EXERCISE INSTRUCTIONS:
Copy out each of the entries below line for line, changing nothing.

AVAILABLE DATA:
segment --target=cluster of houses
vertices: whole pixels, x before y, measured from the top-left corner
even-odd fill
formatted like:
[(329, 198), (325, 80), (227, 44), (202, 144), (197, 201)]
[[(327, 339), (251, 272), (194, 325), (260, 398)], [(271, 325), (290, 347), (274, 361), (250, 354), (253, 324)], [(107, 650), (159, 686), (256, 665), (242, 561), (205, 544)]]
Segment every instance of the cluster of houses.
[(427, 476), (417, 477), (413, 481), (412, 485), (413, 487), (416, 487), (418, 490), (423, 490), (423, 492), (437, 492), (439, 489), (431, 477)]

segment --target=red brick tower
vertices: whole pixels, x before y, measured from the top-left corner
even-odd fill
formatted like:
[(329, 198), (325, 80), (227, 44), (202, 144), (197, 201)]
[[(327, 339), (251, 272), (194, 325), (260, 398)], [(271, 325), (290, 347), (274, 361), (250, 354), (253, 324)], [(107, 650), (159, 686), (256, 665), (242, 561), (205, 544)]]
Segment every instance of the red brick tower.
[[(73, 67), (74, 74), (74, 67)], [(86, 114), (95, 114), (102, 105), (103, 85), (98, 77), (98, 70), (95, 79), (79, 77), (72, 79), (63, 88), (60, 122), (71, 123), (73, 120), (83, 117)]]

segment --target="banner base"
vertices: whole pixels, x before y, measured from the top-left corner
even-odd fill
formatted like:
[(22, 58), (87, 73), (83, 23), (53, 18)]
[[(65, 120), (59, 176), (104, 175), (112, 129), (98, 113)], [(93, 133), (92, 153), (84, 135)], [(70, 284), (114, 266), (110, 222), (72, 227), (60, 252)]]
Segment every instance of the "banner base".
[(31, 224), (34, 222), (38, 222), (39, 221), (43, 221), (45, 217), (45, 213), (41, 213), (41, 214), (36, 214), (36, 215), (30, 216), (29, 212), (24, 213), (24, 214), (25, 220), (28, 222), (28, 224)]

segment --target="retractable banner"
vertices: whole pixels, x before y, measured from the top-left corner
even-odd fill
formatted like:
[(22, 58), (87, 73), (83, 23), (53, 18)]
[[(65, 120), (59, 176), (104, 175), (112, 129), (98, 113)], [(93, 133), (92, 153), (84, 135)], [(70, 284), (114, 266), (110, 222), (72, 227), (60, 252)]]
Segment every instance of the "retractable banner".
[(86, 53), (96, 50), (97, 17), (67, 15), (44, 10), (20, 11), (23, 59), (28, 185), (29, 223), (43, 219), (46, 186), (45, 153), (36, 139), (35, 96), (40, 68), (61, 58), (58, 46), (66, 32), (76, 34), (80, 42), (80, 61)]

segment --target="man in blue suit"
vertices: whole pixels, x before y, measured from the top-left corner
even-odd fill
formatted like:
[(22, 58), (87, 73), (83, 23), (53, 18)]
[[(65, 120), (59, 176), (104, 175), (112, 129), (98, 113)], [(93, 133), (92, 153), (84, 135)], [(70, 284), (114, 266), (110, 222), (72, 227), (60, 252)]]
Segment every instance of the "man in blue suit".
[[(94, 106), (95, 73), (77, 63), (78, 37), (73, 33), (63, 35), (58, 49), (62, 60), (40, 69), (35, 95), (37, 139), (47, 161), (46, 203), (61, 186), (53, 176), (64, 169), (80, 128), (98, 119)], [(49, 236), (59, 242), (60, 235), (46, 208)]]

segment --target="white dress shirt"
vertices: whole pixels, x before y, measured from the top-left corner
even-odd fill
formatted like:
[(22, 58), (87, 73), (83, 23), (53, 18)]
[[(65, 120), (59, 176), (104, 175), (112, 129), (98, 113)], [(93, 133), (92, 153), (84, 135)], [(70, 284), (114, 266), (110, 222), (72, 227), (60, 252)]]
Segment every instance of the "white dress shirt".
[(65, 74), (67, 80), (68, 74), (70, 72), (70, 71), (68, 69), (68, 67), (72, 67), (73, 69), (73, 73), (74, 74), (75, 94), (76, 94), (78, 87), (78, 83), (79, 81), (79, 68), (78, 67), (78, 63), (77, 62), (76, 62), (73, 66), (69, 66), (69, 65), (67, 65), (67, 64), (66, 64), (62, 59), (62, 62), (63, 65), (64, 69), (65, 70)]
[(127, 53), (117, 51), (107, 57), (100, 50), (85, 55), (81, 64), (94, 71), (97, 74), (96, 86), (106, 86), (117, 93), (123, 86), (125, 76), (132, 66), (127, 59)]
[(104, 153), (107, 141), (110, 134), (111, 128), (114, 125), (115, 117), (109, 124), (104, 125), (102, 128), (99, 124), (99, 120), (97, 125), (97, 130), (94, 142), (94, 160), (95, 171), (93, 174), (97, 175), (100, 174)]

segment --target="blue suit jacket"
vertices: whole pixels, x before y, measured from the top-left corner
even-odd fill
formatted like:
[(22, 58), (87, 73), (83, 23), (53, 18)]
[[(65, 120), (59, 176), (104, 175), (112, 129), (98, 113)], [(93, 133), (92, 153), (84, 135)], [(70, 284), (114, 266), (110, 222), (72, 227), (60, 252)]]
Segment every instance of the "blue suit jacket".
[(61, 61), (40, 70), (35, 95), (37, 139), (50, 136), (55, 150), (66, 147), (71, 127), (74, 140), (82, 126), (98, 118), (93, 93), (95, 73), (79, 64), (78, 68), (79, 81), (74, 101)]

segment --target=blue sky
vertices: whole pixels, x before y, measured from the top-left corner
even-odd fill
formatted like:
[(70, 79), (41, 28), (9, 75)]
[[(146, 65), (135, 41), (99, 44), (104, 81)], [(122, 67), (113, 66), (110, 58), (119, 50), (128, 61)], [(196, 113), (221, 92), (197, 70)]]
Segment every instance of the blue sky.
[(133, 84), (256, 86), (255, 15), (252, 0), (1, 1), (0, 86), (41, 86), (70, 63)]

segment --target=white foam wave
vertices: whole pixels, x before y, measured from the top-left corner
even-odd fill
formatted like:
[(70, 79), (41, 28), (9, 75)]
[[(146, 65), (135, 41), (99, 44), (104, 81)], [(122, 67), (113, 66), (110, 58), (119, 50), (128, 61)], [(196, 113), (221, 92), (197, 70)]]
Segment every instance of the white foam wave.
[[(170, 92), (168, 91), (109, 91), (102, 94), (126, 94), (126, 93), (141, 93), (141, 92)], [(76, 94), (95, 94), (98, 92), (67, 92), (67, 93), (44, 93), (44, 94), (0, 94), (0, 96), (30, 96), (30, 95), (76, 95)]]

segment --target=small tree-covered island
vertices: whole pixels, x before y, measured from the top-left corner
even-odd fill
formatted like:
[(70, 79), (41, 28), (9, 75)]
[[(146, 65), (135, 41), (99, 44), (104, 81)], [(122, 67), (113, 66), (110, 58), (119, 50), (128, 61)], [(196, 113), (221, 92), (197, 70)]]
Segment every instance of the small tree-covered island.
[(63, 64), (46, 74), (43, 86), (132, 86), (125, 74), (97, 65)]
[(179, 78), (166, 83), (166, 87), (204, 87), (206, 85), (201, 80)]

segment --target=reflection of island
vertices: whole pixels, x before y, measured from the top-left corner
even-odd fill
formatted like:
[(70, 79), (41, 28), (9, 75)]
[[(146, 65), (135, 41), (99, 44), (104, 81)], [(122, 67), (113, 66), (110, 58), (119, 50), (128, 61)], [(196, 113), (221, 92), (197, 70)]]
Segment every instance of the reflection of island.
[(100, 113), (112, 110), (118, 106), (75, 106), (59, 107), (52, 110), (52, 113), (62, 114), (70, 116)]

PROBLEM SOLUTION:
segment --target=cluster of houses
vertices: whole pixels, x before y, measured from the top-left corner
even-odd fill
formatted like:
[(329, 198), (325, 80), (227, 44), (202, 144), (197, 201)]
[[(327, 339), (251, 272), (194, 325), (260, 398)], [(271, 325), (290, 347), (274, 361), (250, 354), (253, 324)], [(107, 650), (159, 686), (256, 665), (242, 561), (205, 544)]]
Segment every instance of the cluster of houses.
[(427, 476), (417, 477), (413, 481), (412, 485), (413, 487), (416, 487), (418, 490), (423, 490), (423, 492), (437, 492), (439, 489), (431, 477)]

segment --target=red brick tower
vertices: whole pixels, x before y, measured from the top-left corner
even-odd fill
formatted like:
[(329, 198), (325, 80), (227, 44), (202, 144), (197, 201)]
[[(327, 339), (251, 272), (194, 325), (260, 398)], [(271, 325), (290, 347), (274, 361), (250, 354), (253, 324)], [(107, 650), (159, 686), (256, 665), (242, 561), (205, 544)]]
Segment every instance of the red brick tower.
[[(73, 67), (74, 74), (74, 67)], [(86, 114), (95, 114), (102, 105), (103, 85), (98, 77), (98, 70), (95, 79), (79, 77), (72, 79), (63, 88), (60, 122), (71, 123), (73, 120), (83, 117)]]

segment --target="banner base"
vertices: whole pixels, x before y, measured from the top-left corner
even-odd fill
formatted like:
[(22, 58), (87, 73), (83, 23), (53, 18)]
[[(65, 120), (59, 176), (104, 175), (112, 129), (98, 113)], [(93, 133), (92, 153), (84, 135)], [(70, 284), (114, 266), (110, 222), (72, 227), (60, 252)]]
Segment every instance of the "banner base".
[(31, 224), (34, 222), (38, 222), (39, 221), (43, 221), (45, 217), (45, 213), (41, 213), (41, 214), (36, 214), (36, 215), (30, 216), (29, 212), (24, 213), (24, 214), (25, 220), (28, 222), (28, 224)]

segment --target="retractable banner"
vertices: whole pixels, x before y, measured from the top-left corner
even-odd fill
formatted like:
[(22, 58), (87, 73), (83, 23), (53, 18)]
[[(65, 120), (59, 176), (104, 175), (112, 129), (98, 113)], [(93, 133), (92, 153), (84, 135)], [(70, 284), (114, 266), (110, 222), (72, 227), (60, 252)]]
Segment every instance of the "retractable banner".
[(86, 53), (96, 50), (97, 17), (67, 15), (44, 10), (20, 11), (23, 59), (28, 185), (29, 223), (43, 219), (46, 186), (45, 153), (36, 139), (35, 96), (40, 68), (61, 58), (58, 46), (66, 32), (76, 34), (80, 42), (80, 61)]

segment --target="man in blue suit"
vertices: whole pixels, x before y, measured from the top-left corner
even-odd fill
formatted like:
[(22, 58), (87, 73), (83, 23), (53, 18)]
[[(65, 120), (59, 176), (104, 175), (112, 129), (98, 113)], [(93, 133), (92, 153), (84, 135)], [(70, 284), (114, 266), (110, 222), (72, 227), (60, 252)]]
Segment every instance of the "man in blue suit".
[[(94, 106), (95, 73), (77, 63), (78, 37), (73, 33), (63, 35), (58, 49), (62, 60), (40, 69), (35, 95), (37, 139), (47, 161), (46, 203), (61, 186), (53, 176), (64, 169), (80, 128), (98, 119)], [(49, 236), (59, 242), (60, 235), (46, 208)]]

segment --target="white dress shirt"
vertices: whole pixels, x before y, measured from the top-left corner
even-odd fill
formatted like:
[(22, 58), (87, 73), (83, 23), (53, 18)]
[[(65, 120), (59, 176), (104, 175), (112, 129), (98, 113)], [(93, 133), (92, 153), (84, 135)], [(70, 284), (114, 266), (110, 222), (72, 227), (60, 252)]]
Segment every instance of the "white dress shirt".
[(65, 74), (67, 80), (68, 74), (70, 72), (70, 71), (68, 69), (68, 67), (72, 67), (73, 69), (73, 73), (74, 74), (75, 94), (76, 94), (78, 87), (78, 83), (79, 81), (79, 68), (78, 67), (78, 63), (77, 62), (76, 62), (73, 66), (69, 66), (69, 65), (67, 65), (67, 64), (66, 64), (62, 59), (62, 62), (63, 65), (64, 69), (65, 70)]
[(127, 53), (117, 51), (107, 57), (100, 50), (85, 55), (81, 64), (94, 71), (97, 74), (96, 86), (106, 86), (117, 93), (123, 86), (125, 76), (132, 66), (127, 59)]
[(104, 153), (107, 141), (110, 134), (111, 128), (114, 125), (115, 117), (109, 124), (104, 125), (102, 128), (99, 124), (99, 120), (97, 125), (97, 130), (94, 142), (94, 160), (95, 171), (93, 174), (97, 175), (100, 174)]

segment --target="blue suit jacket"
vertices: whole pixels, x before y, measured from the top-left corner
even-odd fill
formatted like:
[(22, 58), (87, 73), (83, 23), (53, 18)]
[[(65, 120), (59, 176), (104, 175), (112, 129), (98, 113)], [(93, 133), (92, 153), (84, 135)], [(70, 284), (114, 266), (110, 222), (72, 227), (60, 252)]]
Segment every instance of the "blue suit jacket".
[(61, 61), (40, 70), (35, 95), (37, 139), (50, 136), (55, 150), (66, 147), (71, 127), (74, 140), (82, 126), (98, 118), (93, 93), (95, 73), (79, 64), (78, 68), (79, 81), (74, 101)]

segment --target=blue sky
vertices: whole pixels, x before y, measured from the top-left corner
even-odd fill
formatted like:
[(70, 79), (41, 28), (9, 75)]
[[(146, 65), (135, 41), (99, 44), (104, 81)], [(122, 67), (113, 66), (110, 58), (119, 50), (128, 61)], [(196, 113), (221, 92), (197, 70)]]
Segment every instance of the blue sky.
[(133, 84), (256, 86), (255, 15), (252, 0), (1, 1), (0, 86), (41, 86), (70, 63)]

segment --target=white foam wave
vertices: whole pixels, x before y, measured from the top-left corner
even-odd fill
formatted like:
[(70, 79), (41, 28), (9, 75)]
[[(146, 65), (135, 41), (99, 44), (104, 81)], [(122, 67), (113, 66), (110, 58), (119, 50), (128, 61)], [(196, 113), (221, 92), (197, 70)]]
Segment every instance of the white foam wave.
[[(170, 92), (168, 91), (109, 91), (102, 94), (126, 94), (126, 93), (141, 93), (141, 92)], [(76, 94), (95, 94), (98, 92), (67, 92), (67, 93), (44, 93), (44, 94), (0, 94), (0, 96), (30, 96), (30, 95), (76, 95)]]

segment --target=small tree-covered island
vertices: whole pixels, x before y, measured from the top-left corner
even-odd fill
formatted like:
[(70, 79), (41, 28), (9, 75)]
[[(146, 65), (135, 41), (99, 44), (104, 81)], [(122, 67), (113, 66), (110, 58), (119, 50), (128, 61)], [(196, 113), (221, 92), (197, 70)]]
Segment every instance of the small tree-covered island.
[(63, 64), (46, 74), (43, 86), (132, 86), (125, 74), (97, 65)]
[(179, 78), (166, 83), (166, 87), (204, 87), (206, 85), (201, 80)]

segment --target=reflection of island
vertices: whole pixels, x before y, measured from the top-left corner
even-odd fill
formatted like:
[(70, 79), (41, 28), (9, 75)]
[[(146, 65), (135, 41), (99, 44), (104, 81)], [(122, 67), (113, 66), (110, 58), (119, 50), (128, 61)], [(196, 113), (221, 92), (197, 70)]]
Segment every instance of the reflection of island.
[(100, 113), (112, 110), (118, 106), (75, 106), (59, 107), (52, 110), (52, 113), (62, 114), (70, 116)]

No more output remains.